### Task requirements
Please set down every entry again exactly as it stands, without the pictures.

(Region pointing data)
- - -

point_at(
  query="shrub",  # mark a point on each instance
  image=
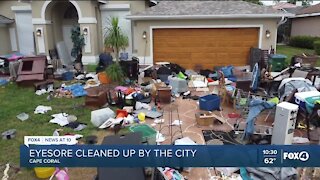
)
(317, 47)
(303, 41)
(115, 73)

- - -

### Answer for this exercise
point_at(
  query="shrub",  # mark a point on each instance
  image=
)
(317, 47)
(303, 41)
(115, 73)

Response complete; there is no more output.